*Exercise:*
Can you quote the records below word for word, from the line with "Localize cracked bell." to the line with "513;795;523;896", including both of those lines?

Dataset excerpt:

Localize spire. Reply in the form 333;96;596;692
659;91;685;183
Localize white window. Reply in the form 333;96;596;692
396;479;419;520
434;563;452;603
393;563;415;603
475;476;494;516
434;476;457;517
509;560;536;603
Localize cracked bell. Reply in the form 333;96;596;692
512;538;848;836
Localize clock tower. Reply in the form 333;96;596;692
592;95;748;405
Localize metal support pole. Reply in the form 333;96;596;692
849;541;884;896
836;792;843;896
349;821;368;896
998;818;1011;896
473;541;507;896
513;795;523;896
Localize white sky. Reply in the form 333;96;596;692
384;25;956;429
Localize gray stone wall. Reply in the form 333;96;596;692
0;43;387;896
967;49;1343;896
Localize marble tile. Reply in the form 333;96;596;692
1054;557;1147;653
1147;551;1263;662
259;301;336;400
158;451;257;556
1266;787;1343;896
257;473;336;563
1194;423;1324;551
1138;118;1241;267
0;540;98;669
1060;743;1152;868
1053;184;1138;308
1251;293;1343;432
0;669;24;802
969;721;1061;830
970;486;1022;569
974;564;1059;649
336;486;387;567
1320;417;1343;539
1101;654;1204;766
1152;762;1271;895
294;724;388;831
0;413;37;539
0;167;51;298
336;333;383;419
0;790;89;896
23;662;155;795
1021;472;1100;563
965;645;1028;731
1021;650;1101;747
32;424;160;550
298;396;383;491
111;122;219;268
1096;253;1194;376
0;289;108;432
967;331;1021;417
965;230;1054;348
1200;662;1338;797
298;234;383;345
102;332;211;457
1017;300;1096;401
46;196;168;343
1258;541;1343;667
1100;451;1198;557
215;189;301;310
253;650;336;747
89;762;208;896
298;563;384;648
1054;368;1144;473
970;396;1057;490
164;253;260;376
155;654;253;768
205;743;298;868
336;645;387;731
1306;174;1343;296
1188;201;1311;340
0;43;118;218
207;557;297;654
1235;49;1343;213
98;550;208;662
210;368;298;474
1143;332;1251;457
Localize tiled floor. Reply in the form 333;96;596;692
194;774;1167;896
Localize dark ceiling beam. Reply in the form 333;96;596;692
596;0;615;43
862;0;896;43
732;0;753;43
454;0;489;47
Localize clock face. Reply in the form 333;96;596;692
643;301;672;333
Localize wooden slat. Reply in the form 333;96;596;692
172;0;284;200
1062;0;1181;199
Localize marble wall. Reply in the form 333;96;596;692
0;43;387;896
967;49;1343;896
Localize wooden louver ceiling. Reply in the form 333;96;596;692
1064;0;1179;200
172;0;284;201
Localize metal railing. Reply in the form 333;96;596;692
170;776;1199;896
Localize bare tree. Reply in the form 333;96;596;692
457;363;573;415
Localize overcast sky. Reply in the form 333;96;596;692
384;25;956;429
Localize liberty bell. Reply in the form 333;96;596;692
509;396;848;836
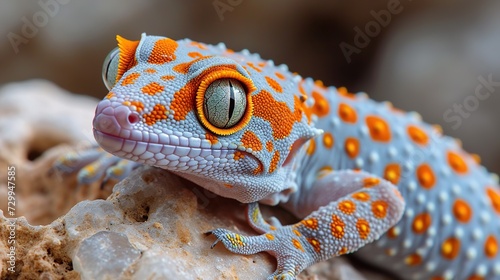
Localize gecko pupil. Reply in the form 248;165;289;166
203;78;247;128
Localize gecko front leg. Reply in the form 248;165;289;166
211;170;404;279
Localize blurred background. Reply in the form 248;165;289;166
0;0;500;172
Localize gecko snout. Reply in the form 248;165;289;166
93;100;140;136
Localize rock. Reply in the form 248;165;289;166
0;163;386;279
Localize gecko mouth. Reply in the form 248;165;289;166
93;128;258;171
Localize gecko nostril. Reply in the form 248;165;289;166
128;112;141;124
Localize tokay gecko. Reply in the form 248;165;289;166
57;34;500;280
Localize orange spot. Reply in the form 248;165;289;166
104;91;116;99
366;116;391;142
316;166;333;179
252;90;302;139
306;237;321;253
141;82;165;95
344;137;359;158
143;104;167;125
352;192;370;202
253;161;264;175
356;218;370;239
300;218;318;230
384;163;401;185
372;200;389;219
339;103;358;123
417;163;436;189
484;235;498;259
470;154;481;164
453;199;472;223
387;227;399;239
188;52;203;58
191;42;208;51
330;215;345;239
441;237;460;260
122;72;141;86
247;62;262;73
323;132;333;149
337;87;356;99
148;38;177;64
408;125;429;145
269;151;280;173
338;200;356;215
292;238;305;252
205;132;219;145
486;187;500;214
234;151;245;160
160;75;175;81
265;76;283;93
411;213;432;234
130;100;144;113
448;151;468;174
405;254;422;266
116;36;139;81
311;91;330;117
363;177;380;188
274;72;285;80
337;247;348;256
306;139;316;155
266;140;274;152
241;130;262;152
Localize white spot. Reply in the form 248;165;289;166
493;263;500;275
425;261;436;272
403;239;412;249
443;214;452;226
405;208;415;218
388;146;398;158
425;202;436;212
476;264;488;276
359;125;369;136
480;212;491;224
438;191;448;202
368;151;379;163
407;181;417;192
466;248;477;260
451;184;462;196
472;228;483;241
417;193;425;205
443;269;454;280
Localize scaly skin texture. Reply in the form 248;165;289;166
59;34;500;279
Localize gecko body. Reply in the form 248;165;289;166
63;34;500;280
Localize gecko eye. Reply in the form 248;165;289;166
203;78;247;128
102;48;120;90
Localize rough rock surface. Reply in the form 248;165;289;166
0;167;386;279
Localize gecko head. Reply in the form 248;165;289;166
93;34;321;203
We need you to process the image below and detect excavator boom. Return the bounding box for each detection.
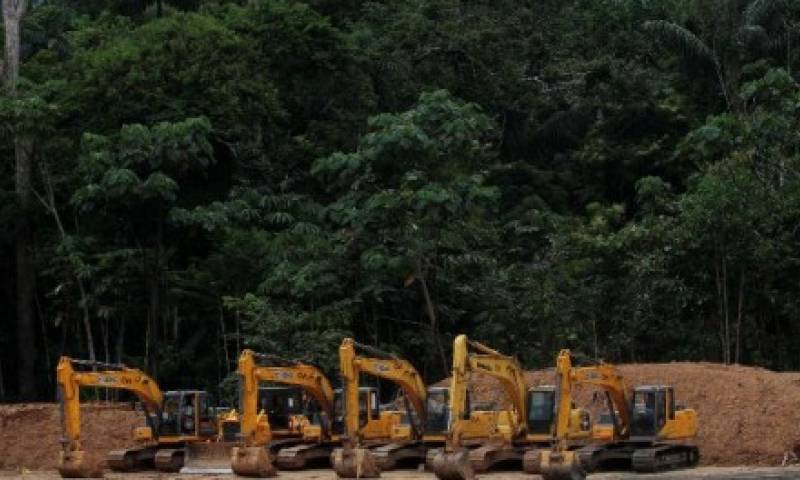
[56,357,164,478]
[333,338,427,478]
[433,335,528,480]
[231,350,334,477]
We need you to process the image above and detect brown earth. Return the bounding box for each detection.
[0,403,145,471]
[0,363,800,471]
[440,363,800,465]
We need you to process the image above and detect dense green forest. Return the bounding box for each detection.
[0,0,800,401]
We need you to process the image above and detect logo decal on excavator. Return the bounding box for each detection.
[97,375,124,385]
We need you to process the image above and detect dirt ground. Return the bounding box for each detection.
[0,403,145,471]
[454,363,800,466]
[0,363,800,472]
[0,467,800,480]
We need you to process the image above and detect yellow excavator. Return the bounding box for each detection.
[431,335,591,480]
[231,350,334,477]
[56,357,225,477]
[333,338,444,478]
[531,350,700,480]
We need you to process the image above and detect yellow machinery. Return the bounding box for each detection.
[231,350,334,477]
[432,335,591,480]
[56,357,219,477]
[537,350,699,480]
[333,338,448,478]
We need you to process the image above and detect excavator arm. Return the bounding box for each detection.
[231,350,334,477]
[238,350,333,446]
[572,362,632,438]
[333,338,428,478]
[339,338,428,439]
[433,335,528,480]
[537,350,631,480]
[56,357,164,477]
[449,335,527,448]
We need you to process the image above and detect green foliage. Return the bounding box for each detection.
[10,0,800,400]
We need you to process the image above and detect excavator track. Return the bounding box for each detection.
[275,443,333,470]
[106,446,157,472]
[371,442,427,471]
[154,447,186,473]
[469,442,523,472]
[432,448,475,480]
[58,450,103,478]
[631,444,700,473]
[331,447,381,478]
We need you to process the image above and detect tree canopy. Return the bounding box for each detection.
[0,0,800,401]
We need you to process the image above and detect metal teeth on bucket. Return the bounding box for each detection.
[540,451,586,480]
[58,450,103,478]
[231,447,278,477]
[181,442,234,475]
[332,447,381,478]
[433,449,475,480]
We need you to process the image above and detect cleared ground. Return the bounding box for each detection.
[0,467,800,480]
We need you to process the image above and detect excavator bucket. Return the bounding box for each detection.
[58,450,103,478]
[230,447,278,477]
[331,447,381,478]
[178,442,233,475]
[539,451,586,480]
[433,448,475,480]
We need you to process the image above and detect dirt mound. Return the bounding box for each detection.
[0,403,144,470]
[440,363,800,465]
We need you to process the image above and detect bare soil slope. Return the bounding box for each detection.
[0,403,144,471]
[440,363,800,465]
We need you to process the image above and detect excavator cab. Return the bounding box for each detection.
[333,387,381,434]
[528,385,592,441]
[258,387,304,430]
[528,385,556,435]
[631,385,697,440]
[425,387,450,435]
[631,385,675,439]
[157,390,217,442]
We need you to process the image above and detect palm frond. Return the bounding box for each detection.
[644,20,717,66]
[744,0,790,25]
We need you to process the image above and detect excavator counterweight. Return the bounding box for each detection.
[230,350,334,477]
[332,338,434,478]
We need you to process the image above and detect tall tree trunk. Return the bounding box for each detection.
[32,167,95,361]
[722,256,731,365]
[2,0,36,399]
[417,260,448,374]
[734,267,744,363]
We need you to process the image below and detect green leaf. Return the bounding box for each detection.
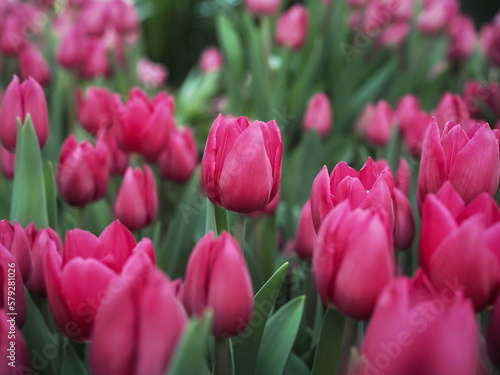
[165,314,212,375]
[255,296,305,375]
[10,115,49,228]
[231,262,288,375]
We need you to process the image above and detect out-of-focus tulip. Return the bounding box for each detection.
[313,202,394,319]
[0,220,33,283]
[44,221,155,341]
[0,146,16,180]
[353,272,478,375]
[26,223,63,297]
[184,232,253,336]
[90,267,188,375]
[77,87,113,135]
[295,200,316,259]
[245,0,280,15]
[158,127,198,182]
[366,100,394,146]
[114,88,175,161]
[199,47,224,73]
[417,121,500,210]
[114,165,158,230]
[276,5,309,50]
[0,244,26,328]
[201,115,283,213]
[0,76,49,152]
[419,182,500,311]
[56,134,110,206]
[302,92,332,137]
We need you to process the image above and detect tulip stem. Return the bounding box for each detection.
[234,212,247,252]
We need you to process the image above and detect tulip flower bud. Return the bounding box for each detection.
[114,165,158,230]
[276,5,309,50]
[313,202,394,319]
[184,232,253,336]
[352,271,479,375]
[158,127,198,182]
[302,92,332,137]
[56,135,110,206]
[417,121,500,211]
[26,223,63,297]
[199,47,224,73]
[44,220,155,341]
[201,115,283,213]
[0,76,49,152]
[295,200,316,260]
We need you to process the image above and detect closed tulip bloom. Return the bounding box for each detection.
[184,232,253,336]
[113,88,175,161]
[90,268,188,375]
[0,76,49,152]
[0,220,33,283]
[114,165,158,230]
[419,182,500,311]
[417,121,500,210]
[158,127,198,182]
[313,202,394,319]
[56,134,110,206]
[295,200,317,259]
[353,272,478,375]
[26,223,63,297]
[77,87,113,135]
[44,221,155,341]
[302,92,332,137]
[276,5,309,50]
[201,115,283,213]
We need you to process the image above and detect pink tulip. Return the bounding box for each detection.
[113,88,175,161]
[56,134,110,206]
[184,232,253,336]
[201,115,283,213]
[114,165,158,230]
[353,272,478,375]
[158,127,198,182]
[276,5,309,51]
[302,92,332,137]
[0,76,49,152]
[417,121,500,210]
[44,221,155,341]
[313,201,395,319]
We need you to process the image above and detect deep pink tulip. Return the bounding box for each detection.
[90,264,188,375]
[158,127,198,182]
[302,92,332,137]
[353,272,478,375]
[77,86,113,135]
[276,5,309,50]
[0,220,33,283]
[114,88,175,161]
[419,182,500,311]
[417,121,500,210]
[201,115,283,213]
[114,165,158,230]
[0,76,49,152]
[184,232,253,336]
[199,47,224,73]
[44,221,155,341]
[295,200,317,259]
[26,223,63,297]
[313,201,395,319]
[56,134,110,206]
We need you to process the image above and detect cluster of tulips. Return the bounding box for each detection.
[0,0,500,375]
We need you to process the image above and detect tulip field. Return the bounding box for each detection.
[0,0,500,375]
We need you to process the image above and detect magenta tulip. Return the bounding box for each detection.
[201,115,283,213]
[184,232,253,336]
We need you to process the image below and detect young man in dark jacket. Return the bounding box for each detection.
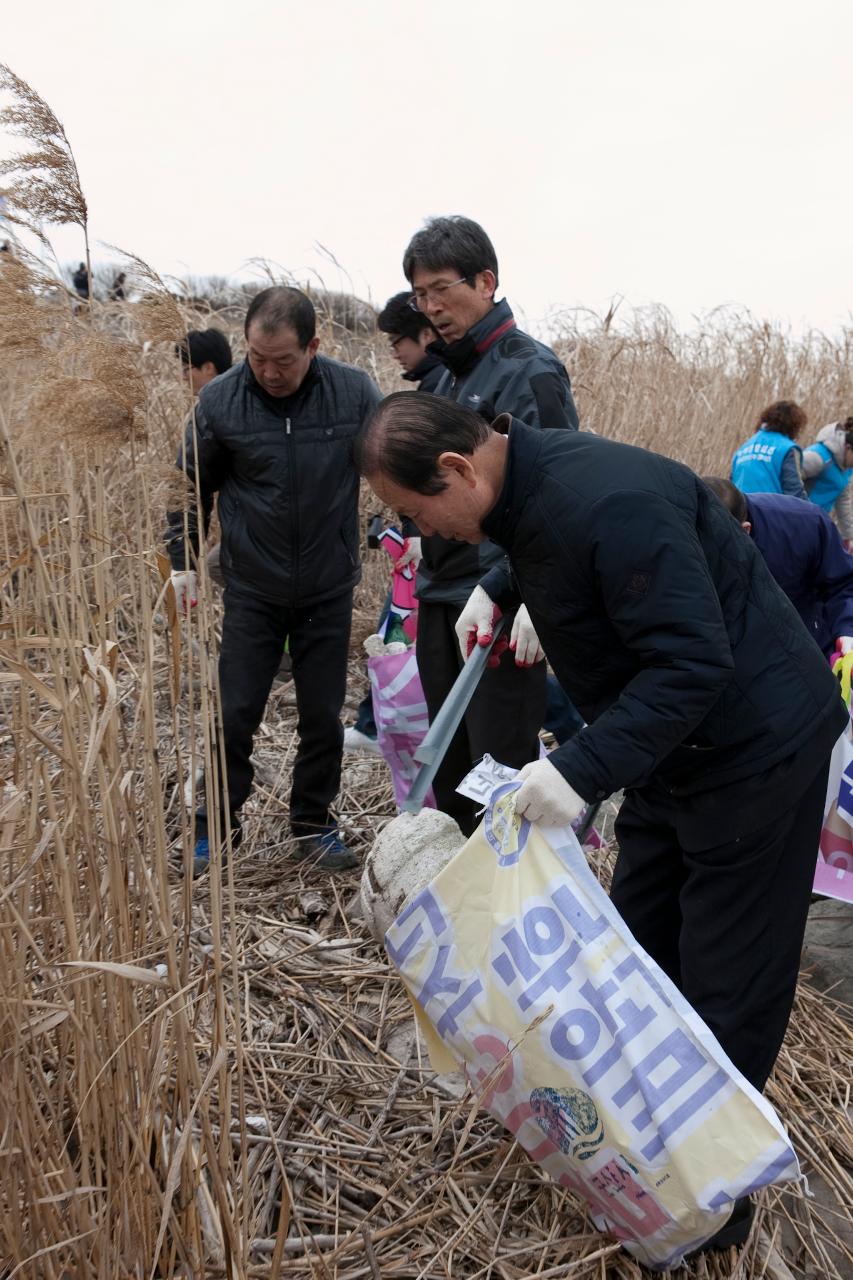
[377,292,444,392]
[403,218,578,832]
[359,394,847,1243]
[703,476,853,658]
[167,287,379,870]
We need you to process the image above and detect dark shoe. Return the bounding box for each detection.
[186,823,236,879]
[273,649,293,685]
[688,1196,754,1261]
[293,827,359,872]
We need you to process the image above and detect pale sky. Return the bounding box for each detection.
[0,0,853,330]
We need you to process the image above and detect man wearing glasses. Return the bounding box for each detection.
[377,292,444,392]
[403,216,578,835]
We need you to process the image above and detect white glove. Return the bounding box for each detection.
[510,604,544,667]
[515,760,587,827]
[169,568,199,613]
[394,538,420,568]
[456,586,501,658]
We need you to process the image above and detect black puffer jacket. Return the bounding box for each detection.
[418,301,578,605]
[167,356,380,605]
[403,355,444,393]
[482,421,847,800]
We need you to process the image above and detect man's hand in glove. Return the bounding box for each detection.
[169,568,199,613]
[394,538,420,570]
[510,604,544,667]
[456,586,507,667]
[515,760,587,827]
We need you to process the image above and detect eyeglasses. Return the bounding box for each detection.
[409,275,471,311]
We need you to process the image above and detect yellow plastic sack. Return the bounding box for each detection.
[386,782,799,1268]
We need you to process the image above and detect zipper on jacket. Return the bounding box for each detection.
[284,417,300,603]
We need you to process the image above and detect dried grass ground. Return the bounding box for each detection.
[0,299,853,1280]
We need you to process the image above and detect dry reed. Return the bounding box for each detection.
[0,70,853,1280]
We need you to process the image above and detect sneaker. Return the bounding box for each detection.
[343,724,382,755]
[293,827,360,872]
[273,649,293,685]
[192,836,210,879]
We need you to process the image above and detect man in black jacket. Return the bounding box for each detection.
[167,287,379,870]
[377,292,444,392]
[403,218,578,832]
[359,394,847,1116]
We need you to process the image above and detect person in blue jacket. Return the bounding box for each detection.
[731,401,808,498]
[803,417,853,549]
[703,476,853,658]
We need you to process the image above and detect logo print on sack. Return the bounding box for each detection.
[530,1088,605,1160]
[483,782,530,867]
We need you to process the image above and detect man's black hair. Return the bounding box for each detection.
[243,284,316,351]
[356,392,492,494]
[377,293,438,342]
[403,214,498,287]
[702,476,749,525]
[178,329,233,374]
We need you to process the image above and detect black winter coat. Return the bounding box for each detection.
[482,421,847,819]
[402,355,444,394]
[167,356,382,607]
[418,301,578,605]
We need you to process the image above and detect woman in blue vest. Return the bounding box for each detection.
[803,417,853,550]
[731,401,808,498]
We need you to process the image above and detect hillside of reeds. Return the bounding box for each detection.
[0,62,853,1280]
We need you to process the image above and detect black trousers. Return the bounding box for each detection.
[196,582,352,837]
[416,603,546,836]
[611,762,829,1089]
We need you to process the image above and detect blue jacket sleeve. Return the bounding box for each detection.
[780,449,808,502]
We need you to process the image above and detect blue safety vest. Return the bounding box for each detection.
[806,444,853,511]
[731,426,803,493]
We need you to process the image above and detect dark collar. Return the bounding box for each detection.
[243,356,320,417]
[427,298,515,378]
[480,415,543,552]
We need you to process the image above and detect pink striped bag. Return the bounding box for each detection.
[368,646,435,809]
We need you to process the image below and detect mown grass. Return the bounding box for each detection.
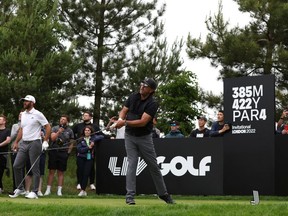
[0,194,288,216]
[0,149,288,216]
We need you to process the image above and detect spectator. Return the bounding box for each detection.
[9,95,51,199]
[276,107,288,134]
[152,117,161,138]
[44,115,74,196]
[77,125,104,196]
[210,110,231,137]
[0,115,11,194]
[165,121,184,138]
[189,116,210,138]
[106,116,125,139]
[73,111,104,190]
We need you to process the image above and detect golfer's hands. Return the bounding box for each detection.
[11,142,18,152]
[42,141,49,151]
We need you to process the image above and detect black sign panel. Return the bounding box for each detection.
[224,75,275,195]
[96,138,223,195]
[224,75,275,135]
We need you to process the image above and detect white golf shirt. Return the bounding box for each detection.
[21,108,49,141]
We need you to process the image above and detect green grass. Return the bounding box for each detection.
[0,151,288,216]
[0,194,288,216]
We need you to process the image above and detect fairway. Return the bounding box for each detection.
[0,194,288,216]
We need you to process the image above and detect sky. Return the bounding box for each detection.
[79,0,249,115]
[163,0,250,94]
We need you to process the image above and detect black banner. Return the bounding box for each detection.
[224,75,275,195]
[96,138,223,195]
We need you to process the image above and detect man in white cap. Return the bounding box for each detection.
[9,95,51,199]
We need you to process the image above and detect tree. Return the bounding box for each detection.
[156,71,201,135]
[0,0,81,124]
[61,0,181,123]
[187,0,288,118]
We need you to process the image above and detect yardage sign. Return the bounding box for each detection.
[224,75,275,134]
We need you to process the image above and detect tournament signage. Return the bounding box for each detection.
[96,138,223,195]
[224,75,274,135]
[224,75,275,195]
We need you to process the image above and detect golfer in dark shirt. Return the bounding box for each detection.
[115,78,174,205]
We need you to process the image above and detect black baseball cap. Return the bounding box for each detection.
[170,120,180,126]
[197,116,207,121]
[142,77,157,90]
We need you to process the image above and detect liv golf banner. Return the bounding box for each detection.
[224,75,275,194]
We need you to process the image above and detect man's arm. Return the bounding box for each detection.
[0,136,11,147]
[116,106,152,128]
[43,124,51,142]
[11,127,23,151]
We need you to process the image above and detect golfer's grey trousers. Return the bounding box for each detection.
[125,133,167,197]
[13,139,42,194]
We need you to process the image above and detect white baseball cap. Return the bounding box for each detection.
[20,95,36,103]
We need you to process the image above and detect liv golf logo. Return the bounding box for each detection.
[108,156,211,176]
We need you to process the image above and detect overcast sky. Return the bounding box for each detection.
[163,0,249,93]
[79,0,249,115]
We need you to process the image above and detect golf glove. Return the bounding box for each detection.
[42,141,49,151]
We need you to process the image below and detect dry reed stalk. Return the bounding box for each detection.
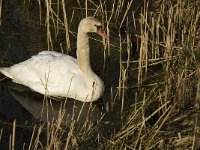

*Written solution:*
Localize cracked bell. Reply in the form 333;96;596;692
512;538;848;836
Localize clock tower. Reply in the form 333;96;596;692
592;95;748;405
Localize metal support pole. Reply in the form 333;96;596;692
849;541;884;896
836;792;843;896
349;821;368;896
998;818;1011;896
473;541;507;896
513;795;523;896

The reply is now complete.